• Information:

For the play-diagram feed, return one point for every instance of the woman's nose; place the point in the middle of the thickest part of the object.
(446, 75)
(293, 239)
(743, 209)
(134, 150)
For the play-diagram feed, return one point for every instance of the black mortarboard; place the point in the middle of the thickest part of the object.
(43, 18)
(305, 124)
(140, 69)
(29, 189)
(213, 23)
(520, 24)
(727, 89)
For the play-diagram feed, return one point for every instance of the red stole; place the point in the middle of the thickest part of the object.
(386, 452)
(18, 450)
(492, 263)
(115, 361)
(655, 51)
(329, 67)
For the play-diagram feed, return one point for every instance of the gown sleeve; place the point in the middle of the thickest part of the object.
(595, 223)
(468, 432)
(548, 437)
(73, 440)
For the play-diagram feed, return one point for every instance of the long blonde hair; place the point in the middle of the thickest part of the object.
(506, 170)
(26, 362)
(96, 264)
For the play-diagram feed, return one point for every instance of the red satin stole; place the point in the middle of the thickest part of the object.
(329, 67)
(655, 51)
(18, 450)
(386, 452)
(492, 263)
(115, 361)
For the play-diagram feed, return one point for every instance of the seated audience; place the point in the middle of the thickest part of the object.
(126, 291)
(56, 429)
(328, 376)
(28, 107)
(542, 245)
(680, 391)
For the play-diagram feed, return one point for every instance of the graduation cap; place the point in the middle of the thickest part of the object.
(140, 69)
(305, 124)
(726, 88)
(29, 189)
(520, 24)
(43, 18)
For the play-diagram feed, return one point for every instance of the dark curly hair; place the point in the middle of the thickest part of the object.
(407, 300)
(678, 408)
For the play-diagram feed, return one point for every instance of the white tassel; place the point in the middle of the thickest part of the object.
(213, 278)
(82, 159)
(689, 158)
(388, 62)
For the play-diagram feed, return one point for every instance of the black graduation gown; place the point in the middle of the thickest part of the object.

• What is required:
Copy out all of the listing, exactly as it reads.

• Result for this task:
For the play-diagram feed, return one point for every instance of the woman's nose; place the point in the middle of the thickest part of the object.
(446, 75)
(293, 239)
(743, 209)
(134, 150)
For the play-diagram feed, return one point for every instance of the black mortarboard; place the point in the middle of the thickest part of the object.
(43, 18)
(305, 124)
(140, 69)
(29, 189)
(213, 23)
(520, 24)
(727, 89)
For the play-diagram feed, return one point for every instance of the red stole; place the point in the middle of the thickest part of the object.
(386, 452)
(18, 450)
(492, 263)
(115, 361)
(655, 51)
(329, 67)
For the play-diagram feed, return one point for every instance of the gown sleeve; place the point in the middle of the thickest part of the object.
(595, 223)
(468, 432)
(548, 437)
(73, 440)
For the play-diagram feed, return one point for every instance of the long blonde hair; place the point in the middle of the thickest part of the object.
(506, 170)
(26, 362)
(96, 264)
For the play-diagram feed, return one point for every instance of the red satin stole; place the point in the middle of the thickest part of the object.
(329, 67)
(655, 51)
(18, 450)
(386, 452)
(492, 263)
(115, 361)
For the play-diagram feed, return one point for every instance of the seated audience; place the point in the middle of the thickest part of the object.
(126, 291)
(56, 429)
(328, 376)
(28, 107)
(542, 245)
(680, 391)
For the play-diagram feed, return one point for every instance of the graduation cap; place the point in the middle of the thickest part of the object.
(140, 69)
(305, 124)
(726, 88)
(29, 189)
(520, 24)
(43, 18)
For the play-diagram feed, return one point for every instance of the dark curly hair; place the point in the middle of the thickest part of the object.
(407, 300)
(678, 408)
For the play-diagram feed, return one point for every instance of the white tassel; place the point in the middle of the thickest part of the object.
(213, 278)
(82, 159)
(689, 158)
(388, 62)
For the play-diagram feed, return one point for every instance of the black graduation gown; place the point in the middle of the thickest part of the object.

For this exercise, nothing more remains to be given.